Short problem » Output everything in the material below from the line containing "Indicate each instance of the stone bench" down to the line containing "column 201, row 254", both included, as a JSON list of strings with one string per line and blank lines left out.

** BEGIN Material **

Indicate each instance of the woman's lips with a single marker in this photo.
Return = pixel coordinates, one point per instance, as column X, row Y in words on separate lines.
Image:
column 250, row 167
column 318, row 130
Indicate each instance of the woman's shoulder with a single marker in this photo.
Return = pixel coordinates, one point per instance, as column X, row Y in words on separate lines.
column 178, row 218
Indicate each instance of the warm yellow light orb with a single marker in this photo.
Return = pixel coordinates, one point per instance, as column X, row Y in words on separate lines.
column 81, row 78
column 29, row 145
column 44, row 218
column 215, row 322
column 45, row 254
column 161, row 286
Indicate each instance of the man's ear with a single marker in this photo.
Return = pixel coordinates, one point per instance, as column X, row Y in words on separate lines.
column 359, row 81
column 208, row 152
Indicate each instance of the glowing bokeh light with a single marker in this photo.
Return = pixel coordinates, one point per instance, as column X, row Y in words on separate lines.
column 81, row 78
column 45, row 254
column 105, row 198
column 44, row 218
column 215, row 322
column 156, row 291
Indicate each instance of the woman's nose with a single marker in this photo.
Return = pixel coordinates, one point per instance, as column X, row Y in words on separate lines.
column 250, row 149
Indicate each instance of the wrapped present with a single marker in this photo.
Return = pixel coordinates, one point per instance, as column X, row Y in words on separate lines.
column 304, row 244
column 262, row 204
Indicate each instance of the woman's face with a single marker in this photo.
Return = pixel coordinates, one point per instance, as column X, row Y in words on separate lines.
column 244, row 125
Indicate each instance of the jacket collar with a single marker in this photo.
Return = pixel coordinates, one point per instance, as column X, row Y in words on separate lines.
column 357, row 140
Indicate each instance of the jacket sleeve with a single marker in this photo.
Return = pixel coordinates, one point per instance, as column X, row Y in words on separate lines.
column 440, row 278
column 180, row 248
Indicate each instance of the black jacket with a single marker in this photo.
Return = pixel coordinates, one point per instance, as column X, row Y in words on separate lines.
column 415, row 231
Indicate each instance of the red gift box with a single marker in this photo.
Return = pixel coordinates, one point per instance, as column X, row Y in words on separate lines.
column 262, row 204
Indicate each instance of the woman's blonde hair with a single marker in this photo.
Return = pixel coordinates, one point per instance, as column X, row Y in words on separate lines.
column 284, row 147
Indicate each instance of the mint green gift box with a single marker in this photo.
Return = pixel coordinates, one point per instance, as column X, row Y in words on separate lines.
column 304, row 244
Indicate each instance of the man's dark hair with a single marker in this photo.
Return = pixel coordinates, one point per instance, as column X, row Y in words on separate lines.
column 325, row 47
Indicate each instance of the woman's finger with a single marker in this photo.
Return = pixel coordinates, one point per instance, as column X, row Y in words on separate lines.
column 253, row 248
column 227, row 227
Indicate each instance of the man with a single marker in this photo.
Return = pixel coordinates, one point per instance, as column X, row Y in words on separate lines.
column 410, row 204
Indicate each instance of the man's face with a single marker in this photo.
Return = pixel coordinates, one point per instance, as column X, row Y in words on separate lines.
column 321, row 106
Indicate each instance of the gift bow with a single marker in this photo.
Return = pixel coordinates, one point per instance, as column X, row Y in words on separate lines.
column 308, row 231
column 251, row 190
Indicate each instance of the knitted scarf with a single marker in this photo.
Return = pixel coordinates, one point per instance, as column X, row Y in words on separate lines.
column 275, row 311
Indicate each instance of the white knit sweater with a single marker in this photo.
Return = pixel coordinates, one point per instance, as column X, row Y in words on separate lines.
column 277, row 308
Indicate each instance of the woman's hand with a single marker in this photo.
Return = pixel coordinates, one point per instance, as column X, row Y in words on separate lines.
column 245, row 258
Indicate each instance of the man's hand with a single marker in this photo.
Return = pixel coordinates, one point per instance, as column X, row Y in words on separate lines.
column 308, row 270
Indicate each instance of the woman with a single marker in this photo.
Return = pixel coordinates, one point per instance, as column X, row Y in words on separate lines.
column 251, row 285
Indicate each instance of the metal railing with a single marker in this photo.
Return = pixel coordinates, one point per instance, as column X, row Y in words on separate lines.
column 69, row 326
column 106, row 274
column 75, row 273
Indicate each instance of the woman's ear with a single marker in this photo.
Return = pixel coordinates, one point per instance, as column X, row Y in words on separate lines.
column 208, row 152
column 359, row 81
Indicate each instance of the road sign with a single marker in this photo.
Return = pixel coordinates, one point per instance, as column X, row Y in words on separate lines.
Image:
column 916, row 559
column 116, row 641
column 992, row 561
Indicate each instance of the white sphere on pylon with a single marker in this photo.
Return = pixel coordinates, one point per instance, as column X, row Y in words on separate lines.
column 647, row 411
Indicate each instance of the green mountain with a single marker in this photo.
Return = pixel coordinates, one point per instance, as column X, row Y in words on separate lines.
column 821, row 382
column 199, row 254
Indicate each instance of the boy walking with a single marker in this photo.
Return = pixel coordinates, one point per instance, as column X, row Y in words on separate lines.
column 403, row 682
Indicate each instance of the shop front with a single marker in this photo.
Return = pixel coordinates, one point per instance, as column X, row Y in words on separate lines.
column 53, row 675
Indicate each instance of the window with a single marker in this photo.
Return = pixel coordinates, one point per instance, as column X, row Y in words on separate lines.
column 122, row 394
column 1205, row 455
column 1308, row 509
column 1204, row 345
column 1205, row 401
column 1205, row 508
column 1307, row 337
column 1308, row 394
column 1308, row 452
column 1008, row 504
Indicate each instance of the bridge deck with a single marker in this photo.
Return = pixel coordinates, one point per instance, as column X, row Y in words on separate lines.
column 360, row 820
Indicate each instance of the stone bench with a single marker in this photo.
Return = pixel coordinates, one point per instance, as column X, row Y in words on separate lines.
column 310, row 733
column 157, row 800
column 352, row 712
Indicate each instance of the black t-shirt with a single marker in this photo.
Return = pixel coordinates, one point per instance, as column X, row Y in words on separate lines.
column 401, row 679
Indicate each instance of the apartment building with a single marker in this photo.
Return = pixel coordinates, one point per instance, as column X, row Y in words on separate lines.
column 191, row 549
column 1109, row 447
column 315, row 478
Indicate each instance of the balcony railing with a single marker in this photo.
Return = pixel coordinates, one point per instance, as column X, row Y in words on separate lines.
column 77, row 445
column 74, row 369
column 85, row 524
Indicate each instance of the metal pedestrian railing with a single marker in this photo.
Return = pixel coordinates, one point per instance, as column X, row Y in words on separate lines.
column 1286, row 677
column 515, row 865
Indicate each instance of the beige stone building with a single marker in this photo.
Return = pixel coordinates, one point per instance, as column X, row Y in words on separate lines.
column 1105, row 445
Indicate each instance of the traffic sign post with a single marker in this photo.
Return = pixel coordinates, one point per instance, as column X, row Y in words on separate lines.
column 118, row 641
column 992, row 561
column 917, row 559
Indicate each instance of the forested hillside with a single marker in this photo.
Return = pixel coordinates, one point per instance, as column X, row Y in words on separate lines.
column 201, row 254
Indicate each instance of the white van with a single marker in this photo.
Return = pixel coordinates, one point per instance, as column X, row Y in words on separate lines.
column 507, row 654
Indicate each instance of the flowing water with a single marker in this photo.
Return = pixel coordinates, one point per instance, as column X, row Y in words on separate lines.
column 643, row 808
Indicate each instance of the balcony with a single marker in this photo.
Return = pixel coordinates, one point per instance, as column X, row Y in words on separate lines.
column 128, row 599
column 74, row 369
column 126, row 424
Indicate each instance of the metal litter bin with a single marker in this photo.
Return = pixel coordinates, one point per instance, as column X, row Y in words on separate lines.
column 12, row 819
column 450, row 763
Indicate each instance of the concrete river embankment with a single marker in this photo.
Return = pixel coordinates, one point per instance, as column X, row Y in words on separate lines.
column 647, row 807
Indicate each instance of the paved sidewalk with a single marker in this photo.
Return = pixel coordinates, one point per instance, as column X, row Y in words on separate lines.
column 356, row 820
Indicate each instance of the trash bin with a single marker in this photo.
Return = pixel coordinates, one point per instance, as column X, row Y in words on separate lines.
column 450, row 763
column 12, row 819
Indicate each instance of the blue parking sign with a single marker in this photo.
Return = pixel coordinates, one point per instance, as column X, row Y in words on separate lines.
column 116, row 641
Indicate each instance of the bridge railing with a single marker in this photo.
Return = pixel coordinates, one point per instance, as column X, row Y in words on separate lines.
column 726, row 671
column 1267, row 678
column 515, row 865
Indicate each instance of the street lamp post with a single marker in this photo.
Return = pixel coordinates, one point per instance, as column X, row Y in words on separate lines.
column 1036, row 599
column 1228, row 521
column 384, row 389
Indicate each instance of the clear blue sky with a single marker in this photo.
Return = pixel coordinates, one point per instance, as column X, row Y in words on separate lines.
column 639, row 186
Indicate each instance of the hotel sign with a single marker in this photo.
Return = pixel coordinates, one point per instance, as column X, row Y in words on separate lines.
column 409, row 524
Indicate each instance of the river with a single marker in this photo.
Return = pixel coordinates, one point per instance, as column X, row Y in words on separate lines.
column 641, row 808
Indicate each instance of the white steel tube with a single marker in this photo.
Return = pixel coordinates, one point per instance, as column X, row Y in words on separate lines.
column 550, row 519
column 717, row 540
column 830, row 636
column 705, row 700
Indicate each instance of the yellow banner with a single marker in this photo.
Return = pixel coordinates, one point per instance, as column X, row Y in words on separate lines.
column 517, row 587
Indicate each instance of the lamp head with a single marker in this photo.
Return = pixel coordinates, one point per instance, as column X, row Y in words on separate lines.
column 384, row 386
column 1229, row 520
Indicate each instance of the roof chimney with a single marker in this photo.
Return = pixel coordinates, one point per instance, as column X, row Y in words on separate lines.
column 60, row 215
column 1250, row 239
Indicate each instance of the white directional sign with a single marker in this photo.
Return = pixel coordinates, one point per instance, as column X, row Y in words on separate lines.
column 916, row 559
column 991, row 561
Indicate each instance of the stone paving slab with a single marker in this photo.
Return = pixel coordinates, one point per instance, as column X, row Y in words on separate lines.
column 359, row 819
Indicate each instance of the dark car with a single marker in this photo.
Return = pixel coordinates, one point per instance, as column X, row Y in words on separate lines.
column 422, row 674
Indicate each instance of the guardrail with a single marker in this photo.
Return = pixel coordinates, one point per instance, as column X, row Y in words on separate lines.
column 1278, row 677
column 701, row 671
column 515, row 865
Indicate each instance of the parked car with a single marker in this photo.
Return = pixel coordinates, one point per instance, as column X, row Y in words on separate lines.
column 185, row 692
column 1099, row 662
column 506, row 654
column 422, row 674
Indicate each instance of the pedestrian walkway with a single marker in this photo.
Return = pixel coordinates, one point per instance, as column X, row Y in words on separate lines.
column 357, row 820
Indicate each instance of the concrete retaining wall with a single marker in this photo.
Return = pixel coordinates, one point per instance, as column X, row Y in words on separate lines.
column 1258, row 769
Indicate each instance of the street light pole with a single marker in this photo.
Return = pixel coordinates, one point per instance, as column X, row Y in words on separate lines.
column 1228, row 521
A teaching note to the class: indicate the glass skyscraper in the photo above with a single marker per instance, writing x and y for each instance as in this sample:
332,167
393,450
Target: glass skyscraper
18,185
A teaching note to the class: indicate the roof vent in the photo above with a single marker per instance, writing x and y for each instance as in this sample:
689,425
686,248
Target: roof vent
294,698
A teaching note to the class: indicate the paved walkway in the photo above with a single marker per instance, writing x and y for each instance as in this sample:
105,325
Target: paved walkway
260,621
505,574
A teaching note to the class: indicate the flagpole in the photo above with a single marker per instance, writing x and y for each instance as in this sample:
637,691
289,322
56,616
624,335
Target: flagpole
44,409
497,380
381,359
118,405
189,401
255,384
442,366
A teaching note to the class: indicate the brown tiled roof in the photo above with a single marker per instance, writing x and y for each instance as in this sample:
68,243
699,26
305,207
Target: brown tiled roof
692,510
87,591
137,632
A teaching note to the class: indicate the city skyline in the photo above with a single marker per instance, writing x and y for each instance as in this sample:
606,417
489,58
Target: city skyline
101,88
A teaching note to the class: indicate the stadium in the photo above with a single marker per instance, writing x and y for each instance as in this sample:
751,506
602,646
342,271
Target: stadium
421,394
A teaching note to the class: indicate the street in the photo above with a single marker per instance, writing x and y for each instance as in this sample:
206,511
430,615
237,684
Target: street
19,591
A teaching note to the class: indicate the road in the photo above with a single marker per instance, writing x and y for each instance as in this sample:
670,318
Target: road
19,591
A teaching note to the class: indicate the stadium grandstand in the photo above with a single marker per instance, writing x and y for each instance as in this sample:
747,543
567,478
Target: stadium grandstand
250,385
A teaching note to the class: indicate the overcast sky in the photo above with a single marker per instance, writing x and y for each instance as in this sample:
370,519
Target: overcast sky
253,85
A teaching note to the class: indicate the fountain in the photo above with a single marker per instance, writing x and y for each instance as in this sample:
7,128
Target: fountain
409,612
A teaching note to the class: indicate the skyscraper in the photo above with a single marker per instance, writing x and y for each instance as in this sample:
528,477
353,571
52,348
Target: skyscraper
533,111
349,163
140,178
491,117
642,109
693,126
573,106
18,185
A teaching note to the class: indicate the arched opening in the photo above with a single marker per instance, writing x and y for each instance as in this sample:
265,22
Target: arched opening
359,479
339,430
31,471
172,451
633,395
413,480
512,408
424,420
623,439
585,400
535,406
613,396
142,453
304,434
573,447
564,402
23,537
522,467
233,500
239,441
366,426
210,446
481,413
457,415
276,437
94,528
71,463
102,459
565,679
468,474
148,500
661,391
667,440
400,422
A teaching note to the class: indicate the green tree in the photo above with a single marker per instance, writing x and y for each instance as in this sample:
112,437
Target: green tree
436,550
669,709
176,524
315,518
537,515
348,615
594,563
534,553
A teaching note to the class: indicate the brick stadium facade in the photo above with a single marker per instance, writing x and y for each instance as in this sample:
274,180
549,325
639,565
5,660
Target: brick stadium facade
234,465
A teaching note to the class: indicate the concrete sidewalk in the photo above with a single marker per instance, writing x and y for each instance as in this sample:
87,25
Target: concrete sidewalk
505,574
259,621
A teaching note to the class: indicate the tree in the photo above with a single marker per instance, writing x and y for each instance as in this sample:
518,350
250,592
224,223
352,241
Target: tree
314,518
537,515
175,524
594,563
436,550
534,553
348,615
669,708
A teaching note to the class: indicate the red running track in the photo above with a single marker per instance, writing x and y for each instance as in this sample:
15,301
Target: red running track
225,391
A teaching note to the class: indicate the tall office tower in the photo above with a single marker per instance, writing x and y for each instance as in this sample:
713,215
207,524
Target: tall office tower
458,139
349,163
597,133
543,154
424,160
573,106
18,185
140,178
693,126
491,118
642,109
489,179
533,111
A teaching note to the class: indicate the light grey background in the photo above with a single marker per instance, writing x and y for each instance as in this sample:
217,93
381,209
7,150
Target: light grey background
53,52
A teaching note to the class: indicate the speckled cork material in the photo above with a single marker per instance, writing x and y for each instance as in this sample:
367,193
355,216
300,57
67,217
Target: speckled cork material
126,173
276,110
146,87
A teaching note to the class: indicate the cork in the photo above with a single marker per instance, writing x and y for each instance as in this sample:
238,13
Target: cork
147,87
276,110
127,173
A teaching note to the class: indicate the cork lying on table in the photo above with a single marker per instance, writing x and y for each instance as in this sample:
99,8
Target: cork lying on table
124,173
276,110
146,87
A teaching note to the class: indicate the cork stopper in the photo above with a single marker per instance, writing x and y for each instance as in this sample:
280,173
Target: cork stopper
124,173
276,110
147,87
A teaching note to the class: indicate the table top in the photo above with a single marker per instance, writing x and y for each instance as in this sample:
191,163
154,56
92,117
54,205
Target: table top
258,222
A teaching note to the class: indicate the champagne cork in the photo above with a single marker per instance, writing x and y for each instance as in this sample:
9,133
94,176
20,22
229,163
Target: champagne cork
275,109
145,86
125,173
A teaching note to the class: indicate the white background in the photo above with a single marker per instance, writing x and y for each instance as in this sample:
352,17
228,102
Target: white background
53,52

** END Material **

The result »
[
  "Indicate each instance of the stone bench with a single marker in this photo.",
  "Return = pixel coordinates, one point per instance, as column X, row Y in words on separate lines.",
  "column 310, row 733",
  "column 157, row 800",
  "column 352, row 712",
  "Indicate each instance of the black t-shirt with a single marker in this photo.",
  "Return = pixel coordinates, one point per instance, as column X, row Y in words on separate lines.",
  "column 401, row 679",
  "Indicate each instance of the apartment building with a single marker in this photo.",
  "Return = pixel coordinates, one point per instance, as column X, row Y in words on separate lines.",
  "column 191, row 549",
  "column 1109, row 447",
  "column 315, row 478",
  "Indicate each instance of the balcony railing with a single marker in this photo.",
  "Return = pixel coordinates, one point per instance, as column X, row Y in words on separate lines.",
  "column 77, row 445",
  "column 74, row 369",
  "column 85, row 524",
  "Indicate each instance of the metal pedestrian railing with a single marker in this photo.",
  "Return = pixel coordinates, one point per instance, as column X, row Y in words on separate lines.",
  "column 1286, row 677",
  "column 515, row 865",
  "Indicate each instance of the beige stone building with a single marker in this photo.",
  "Return = pixel coordinates, one point per instance, as column X, row Y in words on separate lines.",
  "column 1105, row 445",
  "Indicate each instance of the traffic sign post with a single marker in this photo.",
  "Return = pixel coordinates, one point per instance, as column X, row Y in words on separate lines.",
  "column 118, row 641",
  "column 992, row 561",
  "column 917, row 559",
  "Indicate each instance of the forested hillside with a single marker in this photo.",
  "Return = pixel coordinates, one point per instance, as column X, row Y in words on separate lines.",
  "column 201, row 254"
]